What is expected :: Update the rows from the line containing "point at the sky" through the end, replacing "sample" with "example" and leaving everything else as it is. Leave out the pictures.

## Start

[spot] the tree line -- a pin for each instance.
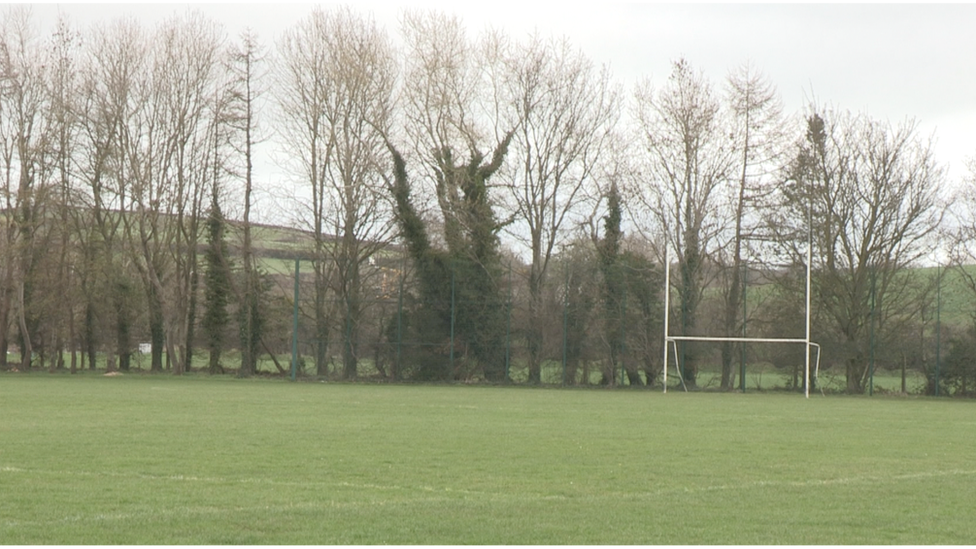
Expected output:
(502, 169)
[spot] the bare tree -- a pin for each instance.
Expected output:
(872, 194)
(166, 154)
(24, 142)
(114, 56)
(564, 109)
(689, 159)
(247, 71)
(757, 124)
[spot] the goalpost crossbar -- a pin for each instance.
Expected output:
(740, 339)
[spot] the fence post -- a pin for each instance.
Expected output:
(399, 363)
(623, 331)
(938, 328)
(508, 329)
(294, 326)
(453, 314)
(565, 321)
(745, 317)
(873, 314)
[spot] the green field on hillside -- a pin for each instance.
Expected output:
(152, 459)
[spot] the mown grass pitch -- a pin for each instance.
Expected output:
(143, 459)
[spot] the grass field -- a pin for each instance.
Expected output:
(141, 459)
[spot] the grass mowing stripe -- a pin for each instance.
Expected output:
(257, 462)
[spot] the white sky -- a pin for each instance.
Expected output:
(892, 59)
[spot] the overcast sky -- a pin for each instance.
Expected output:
(891, 59)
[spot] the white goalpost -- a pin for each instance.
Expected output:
(672, 341)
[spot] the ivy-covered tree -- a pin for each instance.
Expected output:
(217, 287)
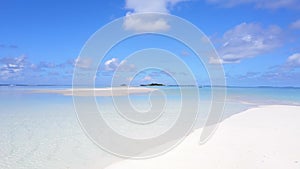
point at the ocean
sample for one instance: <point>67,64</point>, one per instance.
<point>41,130</point>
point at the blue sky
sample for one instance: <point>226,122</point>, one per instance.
<point>257,40</point>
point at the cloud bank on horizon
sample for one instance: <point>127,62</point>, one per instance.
<point>254,48</point>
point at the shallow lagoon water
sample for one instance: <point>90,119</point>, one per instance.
<point>42,130</point>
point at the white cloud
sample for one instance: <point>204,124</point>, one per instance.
<point>147,23</point>
<point>140,23</point>
<point>11,67</point>
<point>147,78</point>
<point>139,6</point>
<point>293,60</point>
<point>269,4</point>
<point>249,40</point>
<point>84,62</point>
<point>114,64</point>
<point>296,24</point>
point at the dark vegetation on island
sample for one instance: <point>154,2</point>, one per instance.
<point>153,84</point>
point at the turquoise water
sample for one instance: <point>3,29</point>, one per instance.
<point>42,130</point>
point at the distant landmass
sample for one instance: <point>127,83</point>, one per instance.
<point>153,84</point>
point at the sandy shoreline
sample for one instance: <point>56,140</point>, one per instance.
<point>263,137</point>
<point>115,91</point>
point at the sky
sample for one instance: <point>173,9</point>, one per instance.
<point>257,40</point>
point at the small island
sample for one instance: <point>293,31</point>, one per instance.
<point>153,84</point>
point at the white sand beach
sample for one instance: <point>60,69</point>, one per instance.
<point>266,137</point>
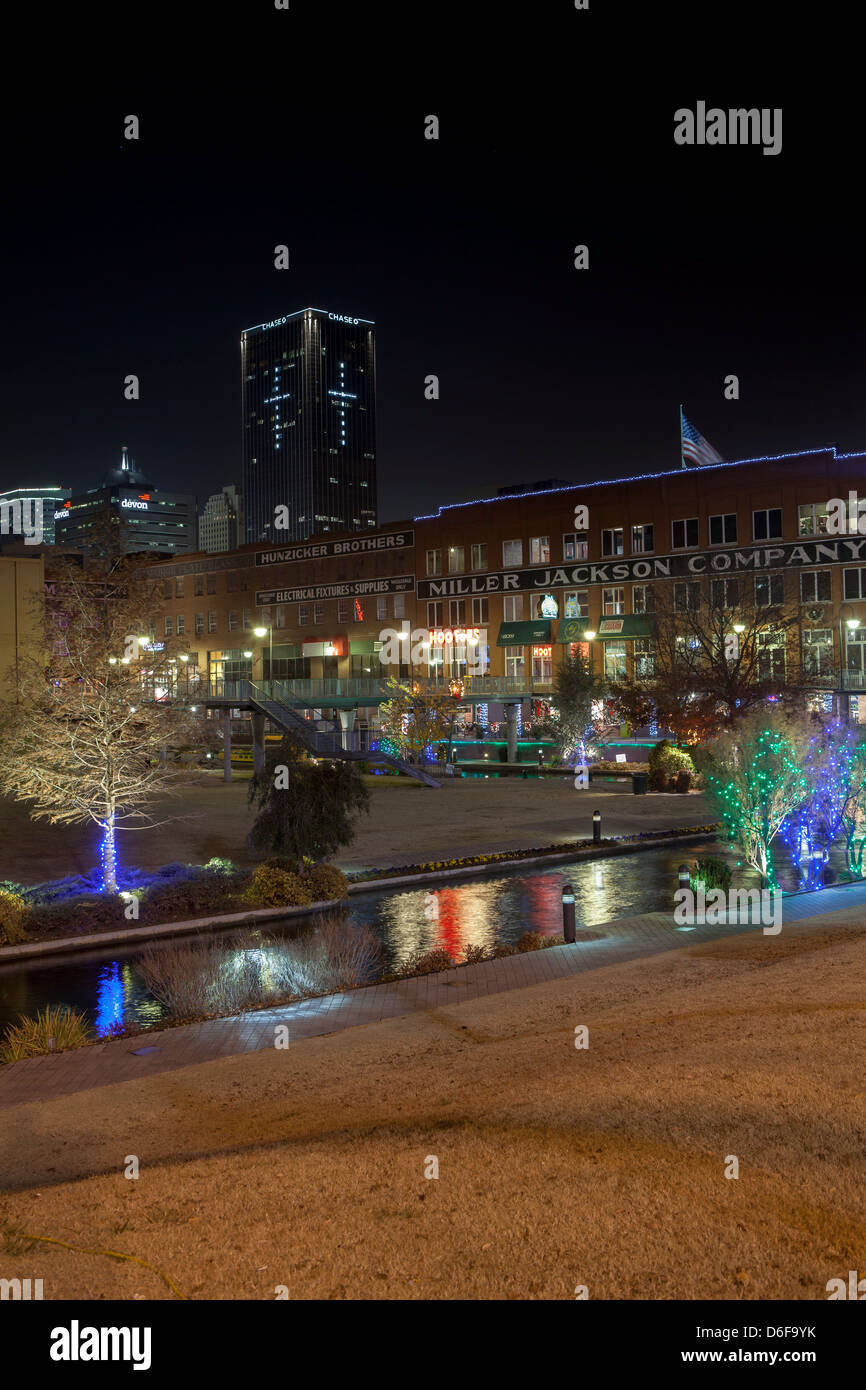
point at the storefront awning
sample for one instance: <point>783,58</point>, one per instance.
<point>524,634</point>
<point>572,630</point>
<point>624,628</point>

## End

The answer ::
point at the sky
example for one instance: <point>173,9</point>, one per instance.
<point>257,40</point>
point at the small island
example for one instance: <point>293,31</point>, one per instance.
<point>153,84</point>
point at the white sand beach
example for one instance: <point>60,69</point>, one per instance.
<point>266,137</point>
point at the storefront awning
example for one instance: <point>783,58</point>, one per instance.
<point>524,634</point>
<point>572,630</point>
<point>624,628</point>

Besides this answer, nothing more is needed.